Try it:
Give again, unchanged, the line that contains "Identify each instance of the rice" together with every line that follows it until the entries end.

** Opening Record excerpts block **

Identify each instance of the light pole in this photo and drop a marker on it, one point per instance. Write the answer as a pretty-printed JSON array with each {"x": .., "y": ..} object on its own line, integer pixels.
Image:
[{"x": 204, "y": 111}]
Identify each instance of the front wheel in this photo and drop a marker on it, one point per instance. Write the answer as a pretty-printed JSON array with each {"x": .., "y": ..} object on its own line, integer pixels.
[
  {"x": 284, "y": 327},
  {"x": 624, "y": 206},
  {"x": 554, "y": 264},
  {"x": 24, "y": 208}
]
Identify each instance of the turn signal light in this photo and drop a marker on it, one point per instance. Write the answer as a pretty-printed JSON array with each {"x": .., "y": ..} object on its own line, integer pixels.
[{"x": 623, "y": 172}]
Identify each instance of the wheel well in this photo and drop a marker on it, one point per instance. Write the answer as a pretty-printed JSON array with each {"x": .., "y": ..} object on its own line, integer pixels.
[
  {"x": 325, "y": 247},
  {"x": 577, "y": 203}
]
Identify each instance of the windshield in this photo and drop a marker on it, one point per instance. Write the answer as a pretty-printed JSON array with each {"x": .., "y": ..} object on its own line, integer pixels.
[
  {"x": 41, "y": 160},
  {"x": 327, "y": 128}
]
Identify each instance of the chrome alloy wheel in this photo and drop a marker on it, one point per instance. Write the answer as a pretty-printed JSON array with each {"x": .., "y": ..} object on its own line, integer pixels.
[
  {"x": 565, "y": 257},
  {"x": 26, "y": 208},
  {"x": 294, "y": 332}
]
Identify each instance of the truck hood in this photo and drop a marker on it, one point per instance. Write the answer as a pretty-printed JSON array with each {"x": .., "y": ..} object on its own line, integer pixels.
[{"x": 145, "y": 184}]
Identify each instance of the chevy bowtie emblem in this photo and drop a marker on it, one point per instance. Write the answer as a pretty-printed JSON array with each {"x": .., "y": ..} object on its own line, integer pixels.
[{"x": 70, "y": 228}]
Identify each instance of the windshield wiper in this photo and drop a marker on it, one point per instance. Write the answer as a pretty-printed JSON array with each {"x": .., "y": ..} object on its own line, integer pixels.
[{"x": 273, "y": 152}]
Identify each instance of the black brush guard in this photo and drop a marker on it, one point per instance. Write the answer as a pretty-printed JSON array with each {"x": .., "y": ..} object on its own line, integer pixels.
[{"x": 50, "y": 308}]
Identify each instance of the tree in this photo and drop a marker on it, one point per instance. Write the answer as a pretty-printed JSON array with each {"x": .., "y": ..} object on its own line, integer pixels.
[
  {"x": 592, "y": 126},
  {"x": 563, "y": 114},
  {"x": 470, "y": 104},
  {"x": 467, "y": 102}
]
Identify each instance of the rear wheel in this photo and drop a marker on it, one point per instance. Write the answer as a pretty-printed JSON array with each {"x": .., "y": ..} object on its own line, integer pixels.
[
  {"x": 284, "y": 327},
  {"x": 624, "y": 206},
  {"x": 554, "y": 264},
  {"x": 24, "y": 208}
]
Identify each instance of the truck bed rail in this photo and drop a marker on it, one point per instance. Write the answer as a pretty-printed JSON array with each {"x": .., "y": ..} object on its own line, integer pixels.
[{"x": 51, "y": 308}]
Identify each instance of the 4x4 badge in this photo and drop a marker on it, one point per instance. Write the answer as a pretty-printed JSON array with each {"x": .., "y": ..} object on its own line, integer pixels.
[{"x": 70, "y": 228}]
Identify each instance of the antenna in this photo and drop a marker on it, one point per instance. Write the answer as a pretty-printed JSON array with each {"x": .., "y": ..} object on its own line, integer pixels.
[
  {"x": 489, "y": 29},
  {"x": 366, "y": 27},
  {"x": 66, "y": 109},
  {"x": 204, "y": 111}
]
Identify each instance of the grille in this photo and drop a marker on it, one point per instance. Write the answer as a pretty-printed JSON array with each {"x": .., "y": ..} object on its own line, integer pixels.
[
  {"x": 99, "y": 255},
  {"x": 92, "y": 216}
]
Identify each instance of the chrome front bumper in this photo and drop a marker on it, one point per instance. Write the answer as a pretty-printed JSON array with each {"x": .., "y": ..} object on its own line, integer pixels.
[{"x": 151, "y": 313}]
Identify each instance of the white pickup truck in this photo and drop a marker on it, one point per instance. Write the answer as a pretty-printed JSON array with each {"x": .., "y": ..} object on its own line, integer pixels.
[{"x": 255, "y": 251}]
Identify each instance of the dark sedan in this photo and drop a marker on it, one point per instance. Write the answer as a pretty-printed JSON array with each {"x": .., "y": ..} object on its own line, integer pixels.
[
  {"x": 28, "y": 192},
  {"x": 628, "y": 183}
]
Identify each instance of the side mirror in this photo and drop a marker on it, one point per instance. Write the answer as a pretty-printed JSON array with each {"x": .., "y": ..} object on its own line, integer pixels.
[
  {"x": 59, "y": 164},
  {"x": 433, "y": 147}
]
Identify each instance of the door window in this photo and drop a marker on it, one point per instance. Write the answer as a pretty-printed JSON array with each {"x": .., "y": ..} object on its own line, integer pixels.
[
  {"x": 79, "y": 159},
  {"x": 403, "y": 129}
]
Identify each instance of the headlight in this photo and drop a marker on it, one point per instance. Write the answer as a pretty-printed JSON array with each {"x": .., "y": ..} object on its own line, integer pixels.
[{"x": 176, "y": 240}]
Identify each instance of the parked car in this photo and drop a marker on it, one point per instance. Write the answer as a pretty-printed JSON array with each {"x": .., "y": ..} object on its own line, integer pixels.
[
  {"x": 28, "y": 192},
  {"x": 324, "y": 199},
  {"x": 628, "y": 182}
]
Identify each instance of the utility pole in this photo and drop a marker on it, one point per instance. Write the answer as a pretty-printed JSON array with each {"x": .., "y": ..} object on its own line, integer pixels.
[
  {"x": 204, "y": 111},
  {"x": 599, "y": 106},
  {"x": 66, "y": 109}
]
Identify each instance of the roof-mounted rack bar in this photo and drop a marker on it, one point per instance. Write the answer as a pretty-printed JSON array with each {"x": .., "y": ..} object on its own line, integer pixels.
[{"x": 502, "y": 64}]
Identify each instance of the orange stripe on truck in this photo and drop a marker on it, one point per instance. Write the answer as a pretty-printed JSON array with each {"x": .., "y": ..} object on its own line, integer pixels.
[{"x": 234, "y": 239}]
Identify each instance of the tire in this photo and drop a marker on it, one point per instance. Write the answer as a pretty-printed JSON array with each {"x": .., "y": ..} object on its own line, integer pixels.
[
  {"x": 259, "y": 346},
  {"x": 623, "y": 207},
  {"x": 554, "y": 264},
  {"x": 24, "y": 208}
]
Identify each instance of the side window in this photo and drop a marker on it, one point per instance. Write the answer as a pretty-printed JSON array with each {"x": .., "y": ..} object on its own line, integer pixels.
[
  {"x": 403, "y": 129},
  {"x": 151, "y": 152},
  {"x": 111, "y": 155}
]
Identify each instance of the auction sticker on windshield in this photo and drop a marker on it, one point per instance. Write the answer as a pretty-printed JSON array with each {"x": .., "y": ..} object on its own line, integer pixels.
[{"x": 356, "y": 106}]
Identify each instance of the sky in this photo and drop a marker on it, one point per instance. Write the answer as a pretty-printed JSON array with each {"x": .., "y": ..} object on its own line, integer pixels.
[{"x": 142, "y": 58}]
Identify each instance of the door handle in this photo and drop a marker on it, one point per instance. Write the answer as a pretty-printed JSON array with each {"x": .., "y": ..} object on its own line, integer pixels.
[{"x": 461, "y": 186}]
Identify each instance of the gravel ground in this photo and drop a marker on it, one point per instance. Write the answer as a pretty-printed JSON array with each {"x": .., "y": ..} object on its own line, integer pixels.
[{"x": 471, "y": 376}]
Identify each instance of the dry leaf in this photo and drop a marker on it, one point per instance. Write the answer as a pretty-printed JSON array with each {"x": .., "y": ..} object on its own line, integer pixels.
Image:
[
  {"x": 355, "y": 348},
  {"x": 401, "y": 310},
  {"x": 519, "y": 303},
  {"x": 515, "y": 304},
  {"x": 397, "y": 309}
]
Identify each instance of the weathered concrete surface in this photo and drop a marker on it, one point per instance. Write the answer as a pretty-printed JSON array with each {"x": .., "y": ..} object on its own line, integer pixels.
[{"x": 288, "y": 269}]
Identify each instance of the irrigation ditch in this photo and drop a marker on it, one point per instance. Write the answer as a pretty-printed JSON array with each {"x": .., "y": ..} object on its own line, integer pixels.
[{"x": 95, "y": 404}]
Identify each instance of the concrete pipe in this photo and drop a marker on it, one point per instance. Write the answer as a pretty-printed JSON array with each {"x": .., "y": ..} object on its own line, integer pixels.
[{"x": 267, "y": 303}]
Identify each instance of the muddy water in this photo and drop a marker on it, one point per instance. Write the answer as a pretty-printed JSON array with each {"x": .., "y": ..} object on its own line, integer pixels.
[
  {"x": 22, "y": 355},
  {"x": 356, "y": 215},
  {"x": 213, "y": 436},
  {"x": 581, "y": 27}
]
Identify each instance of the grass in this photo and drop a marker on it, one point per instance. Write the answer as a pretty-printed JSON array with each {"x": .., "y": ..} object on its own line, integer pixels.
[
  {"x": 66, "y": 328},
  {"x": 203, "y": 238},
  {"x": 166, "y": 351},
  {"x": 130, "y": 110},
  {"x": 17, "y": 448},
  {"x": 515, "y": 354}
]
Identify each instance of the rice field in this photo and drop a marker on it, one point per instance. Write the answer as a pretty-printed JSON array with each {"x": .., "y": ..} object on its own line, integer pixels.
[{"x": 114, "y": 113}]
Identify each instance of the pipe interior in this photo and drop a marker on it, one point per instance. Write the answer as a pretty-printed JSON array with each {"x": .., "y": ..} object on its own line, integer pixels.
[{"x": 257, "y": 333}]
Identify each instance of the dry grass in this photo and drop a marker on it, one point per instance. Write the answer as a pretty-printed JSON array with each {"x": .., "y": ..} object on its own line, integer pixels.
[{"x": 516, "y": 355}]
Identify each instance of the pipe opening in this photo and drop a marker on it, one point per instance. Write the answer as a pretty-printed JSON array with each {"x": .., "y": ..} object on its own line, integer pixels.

** Closing Record excerpts block **

Exercise output:
Identify each instance of the rice field in this photo and drop a marker on it, one point per instance. Write the answer as a pretty-printed JSON array with each {"x": .., "y": ..} object on its own line, integer pixels.
[{"x": 114, "y": 113}]
Identify each instance of the pipe interior in this photo and drop a marker on it, one point per instance. Write the answer as a pretty-printed JSON array with each {"x": .., "y": ..} object on its own line, integer pixels.
[{"x": 257, "y": 333}]
Identify each instance of the dry grass in this photo and drop a marker on it, one point per instance. Write the answer as a pretty-printed JSON array with each {"x": .., "y": ..} object on its own line, integer pixels.
[{"x": 516, "y": 355}]
Identify each instance of the pipe opening in this photo and drop a marker on it, one point per instance. Write the answer as a pretty-printed JSON array with each {"x": .., "y": ..} object on its own line, integer pixels.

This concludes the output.